Log Differencing using State Machines for Anomaly Detection

More Info
expand_more

Abstract

Huge amounts of log data are generated every day by software. These data contain valuable information about the behavior and the health of the system, which is rarely exploited, because of their volume and unstructured nature. Manually going through log files is a time-consuming and labor-intensive procedure for developers. Nonetheless logging information can expose the problematic execution of the software, even though the final outcome seem to be normal. Nowadays the automatic analysis of the log files is crucial for detecting problems, but mainly for understanding how the software behaves, which would be beneficial for the prevention of failures and improvement of the software itself. Towards that direction, this project aims the identifications of unexpected executions of the software and the determination of the root cause behind them. In more details, the expected behavior of the software can be approximated using model inference techniques and the newly incoming observed data can be analyzed to verify if they are conformed by the expected behavior. The conformance checking method that will be used is called replay. The incoming traces will be replayed in the graph, at the point they are not validated, the alignment algorithm will take over. The sequence alignment is performed in three different ways. Two of the methods are looking for the best alignment at a specific radius around the problematic node. Additionally a global alignment technique is implemented, which is based on the famous algorithm by Needleman and Wunsch for DNA sequences. Our goal required the modification of the aforementioned algorithm to not only align two sequences, but a sequence with a tree structured model. Finally the implemented tool provides the visualization of the differences in a way that makes it intuitive for the developers to understand what went wrong. Some additional information are also provided to make the investigation of the "anomaly" easier.

+++

Actions to take
A - For each statement, say whether it agrees with the abstract on log differencing, and quote the exact words from the abstract that decide it: (i) the conformance checking method used is called replay; (ii) the sequence alignment is performed in two different ways; (iii) the global alignment technique is based on an algorithm by Needleman and Wunsch.
B - According to the abstract on log differencing, what takes over at the point where the incoming traces are not validated?
The data have no role in any of the work here.

Referring expression data:
+++

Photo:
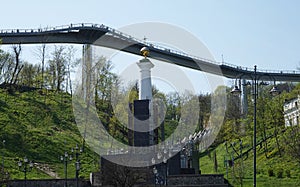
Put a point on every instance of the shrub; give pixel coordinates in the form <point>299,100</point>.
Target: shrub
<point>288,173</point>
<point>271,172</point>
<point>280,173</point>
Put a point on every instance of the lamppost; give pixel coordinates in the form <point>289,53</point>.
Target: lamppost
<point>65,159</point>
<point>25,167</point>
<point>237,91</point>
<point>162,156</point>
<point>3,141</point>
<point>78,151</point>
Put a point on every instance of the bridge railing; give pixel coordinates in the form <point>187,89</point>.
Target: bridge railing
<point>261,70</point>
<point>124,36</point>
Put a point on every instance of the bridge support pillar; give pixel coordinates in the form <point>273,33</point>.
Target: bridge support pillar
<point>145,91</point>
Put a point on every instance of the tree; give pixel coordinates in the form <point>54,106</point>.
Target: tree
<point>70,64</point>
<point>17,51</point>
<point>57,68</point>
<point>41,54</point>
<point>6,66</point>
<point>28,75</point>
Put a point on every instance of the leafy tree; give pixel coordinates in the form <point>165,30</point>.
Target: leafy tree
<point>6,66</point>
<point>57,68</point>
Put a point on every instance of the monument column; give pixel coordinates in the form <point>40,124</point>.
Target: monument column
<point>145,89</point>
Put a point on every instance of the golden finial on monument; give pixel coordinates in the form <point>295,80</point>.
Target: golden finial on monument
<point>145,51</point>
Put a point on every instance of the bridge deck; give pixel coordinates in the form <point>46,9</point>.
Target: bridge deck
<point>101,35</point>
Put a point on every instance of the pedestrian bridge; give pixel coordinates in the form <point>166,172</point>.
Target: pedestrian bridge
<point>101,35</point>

+++

Answers for each item
A -
(i) Yes: "The conformance checking method that will be used is called replay."
(ii) No: "The sequence alignment is performed in three different ways."
(iii) Yes: "which is based on the famous algorithm by Needleman and Wunsch for DNA sequences."

B - The alignment algorithm takes over.